#### Passage shown

Finally, He said to him, “Ephphatha,” that is, “Be opened!” Immediately the man was healed, both his ears and his tongue, healed through the Word of Jesus, through the ministry of Jesus, a ministry that focuses on God’s service to man rather than on man’s service to God. As Jesus once said, the Son of Man did not come to be served, but to serve, and to give His life a ransom for many.

Now, as I said at the beginning, physical deafness isn’t the only thing that makes people hard of hearing. There are ear plugs out there that keep God’s Word out, and there are lots of noises out there, too, that drown out God’s Word, making people unable to hear it and, therefore, also unable to confess Him with the mouth. Self-righteousness makes one deaf to God’s Word, as we saw last week in the parable of the Pharisee and the tax collector. Why pay attention to God’s ministry of reconciliation if I’m pretty sure that I’m good enough on my own? Related to self-righteousness is self-sufficiency. What need do I have of receiving the ministry of God’s Word if I already think I have enough to live a good life on earth? The world’s deceitfulness also makes people turn off their ears to God’s truth. “Religion,” they say, “is for the weak and the weak-minded. It isn’t scientific. It isn’t real.” Then there are all the troubles of the world that distract us and keep us focused on all the bad things going on around us, so that we tune out the Word of God and the comforting ministry of the Gospel. The world’s concerns. The devil’s lies. The flesh’s laziness. All these things keep unbelievers from hearing the Word of God and threaten the hearing of believers as well. And when we’re slow to hear God’s Word, we also become slow to speak of Christ, as there are so many earthly things to dwell on and to complain about.

########
#### Provided data

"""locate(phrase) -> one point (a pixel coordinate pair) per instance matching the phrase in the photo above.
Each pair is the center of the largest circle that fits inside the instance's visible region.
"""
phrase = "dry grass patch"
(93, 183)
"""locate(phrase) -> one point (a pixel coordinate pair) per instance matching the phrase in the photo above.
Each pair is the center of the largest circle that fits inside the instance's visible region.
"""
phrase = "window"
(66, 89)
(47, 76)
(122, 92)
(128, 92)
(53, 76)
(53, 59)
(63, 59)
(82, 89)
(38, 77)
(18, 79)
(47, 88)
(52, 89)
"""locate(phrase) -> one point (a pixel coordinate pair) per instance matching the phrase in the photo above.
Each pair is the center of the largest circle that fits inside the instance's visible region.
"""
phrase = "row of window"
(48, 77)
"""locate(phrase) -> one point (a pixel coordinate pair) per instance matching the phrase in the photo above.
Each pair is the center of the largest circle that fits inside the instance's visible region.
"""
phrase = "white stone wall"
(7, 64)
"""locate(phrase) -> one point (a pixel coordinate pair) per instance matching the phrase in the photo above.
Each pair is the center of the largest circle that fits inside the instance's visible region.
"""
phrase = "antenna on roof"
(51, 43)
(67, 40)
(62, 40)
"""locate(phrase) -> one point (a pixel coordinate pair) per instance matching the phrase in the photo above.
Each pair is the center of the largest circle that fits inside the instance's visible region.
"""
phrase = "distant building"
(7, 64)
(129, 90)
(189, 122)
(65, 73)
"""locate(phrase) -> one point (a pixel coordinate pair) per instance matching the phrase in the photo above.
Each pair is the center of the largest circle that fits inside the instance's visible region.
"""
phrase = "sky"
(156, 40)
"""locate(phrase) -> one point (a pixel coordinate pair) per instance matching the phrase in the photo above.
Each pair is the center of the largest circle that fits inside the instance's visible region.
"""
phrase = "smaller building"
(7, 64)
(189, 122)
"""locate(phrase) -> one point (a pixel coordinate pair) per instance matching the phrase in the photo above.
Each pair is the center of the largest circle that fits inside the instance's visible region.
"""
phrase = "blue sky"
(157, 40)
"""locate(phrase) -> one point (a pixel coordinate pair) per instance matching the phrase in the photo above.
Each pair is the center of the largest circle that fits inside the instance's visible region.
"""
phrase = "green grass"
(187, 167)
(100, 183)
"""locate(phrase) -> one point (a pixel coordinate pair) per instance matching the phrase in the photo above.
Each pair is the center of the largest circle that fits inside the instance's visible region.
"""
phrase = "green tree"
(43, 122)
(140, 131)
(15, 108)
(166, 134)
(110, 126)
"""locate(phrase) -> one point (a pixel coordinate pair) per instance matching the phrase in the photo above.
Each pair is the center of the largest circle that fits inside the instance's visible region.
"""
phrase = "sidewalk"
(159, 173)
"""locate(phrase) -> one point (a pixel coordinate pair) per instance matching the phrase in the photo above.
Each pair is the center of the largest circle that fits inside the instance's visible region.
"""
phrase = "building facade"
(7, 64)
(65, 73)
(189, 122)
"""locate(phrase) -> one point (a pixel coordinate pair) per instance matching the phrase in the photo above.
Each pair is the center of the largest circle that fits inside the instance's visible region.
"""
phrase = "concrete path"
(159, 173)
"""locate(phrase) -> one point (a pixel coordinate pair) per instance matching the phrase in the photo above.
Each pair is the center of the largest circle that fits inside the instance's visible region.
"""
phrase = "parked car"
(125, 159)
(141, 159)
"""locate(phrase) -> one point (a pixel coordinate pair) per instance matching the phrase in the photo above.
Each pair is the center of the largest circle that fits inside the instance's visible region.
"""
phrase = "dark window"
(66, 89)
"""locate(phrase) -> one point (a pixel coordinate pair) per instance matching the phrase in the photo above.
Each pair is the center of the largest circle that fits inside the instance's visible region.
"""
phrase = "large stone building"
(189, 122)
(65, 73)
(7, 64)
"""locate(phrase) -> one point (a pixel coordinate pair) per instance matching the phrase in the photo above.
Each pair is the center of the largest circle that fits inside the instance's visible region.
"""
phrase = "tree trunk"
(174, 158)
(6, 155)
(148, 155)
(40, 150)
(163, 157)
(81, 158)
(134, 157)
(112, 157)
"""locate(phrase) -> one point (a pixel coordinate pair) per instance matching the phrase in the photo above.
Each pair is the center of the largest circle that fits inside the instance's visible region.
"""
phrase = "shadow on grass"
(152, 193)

########

### Work item A:
Reproduce everything in the sermon from "Finally, He said" down to "ransom for many.".
### Work item B:
Carry the sermon on spiritual deafness forward from the point where it ends.
The records were taken from a separate source and have no connection to the sermon.

### Written answer A:
Finally, He said to him, “Ephphatha,” that is, “Be opened!” Immediately the man was healed, both his ears and his tongue, healed through the Word of Jesus, through the ministry of Jesus, a ministry that focuses on God’s service to man rather than on man’s service to God. As Jesus once said, the Son of Man did not come to be served, but to serve, and to give His life a ransom for many.

### Written answer B:
But Jesus has left a ministry in the world to treat all these forms of deafness, a glorious ministry of preaching and teaching and administering the Sacraments—glorious, not because it’s so outwardly attractive, but because it accomplishes glorious things, like bringing the dead to life. So Christians, like the deaf man’s friends in the Gospel, invite and urge their friends and neighbors and acquaintances to come to the New Testament ministry, to the Divine Service, to church. It’s a great act of love. And if you’re going to bring someone to church, with the hope and prayer that Jesus will open their ears to His Gospel, then we ought always to make sure that what they see and hear in our service is all centered on the Gospel. The last thing you want is to bring a friend to church and have the Word of Jesus drowned out by earthly things, or by false things. No, we want Jesus to communicate His Gospel through the things people see when they come to the Divine Service: the pulpit where the Word of the living Christ will be proclaimed, the baptismal font that reminds us how God first brings people into His family and gives them new birth and new life, the crucifix that reminds us of the sacrifice that made atonement for the world’s sins, the altar from where the body and blood of Christ will be distributed for the forgiveness of sins, even the Christians themselves who have gathered in faith and who are paying attention and singing and praying and earnestly participating in worship. All these visual aids, together with our liturgy, our hymns, our music—it’s all part of the glorious New Testament ministry, designed to get our attention away from ourselves, away from how we feel, away from earthly concerns, to point us to Christ and the gifts He holds out to us here, even the forgiveness of sins and reconciliation with God. If anyone has ears to hear, let him hear the Gospel and believe!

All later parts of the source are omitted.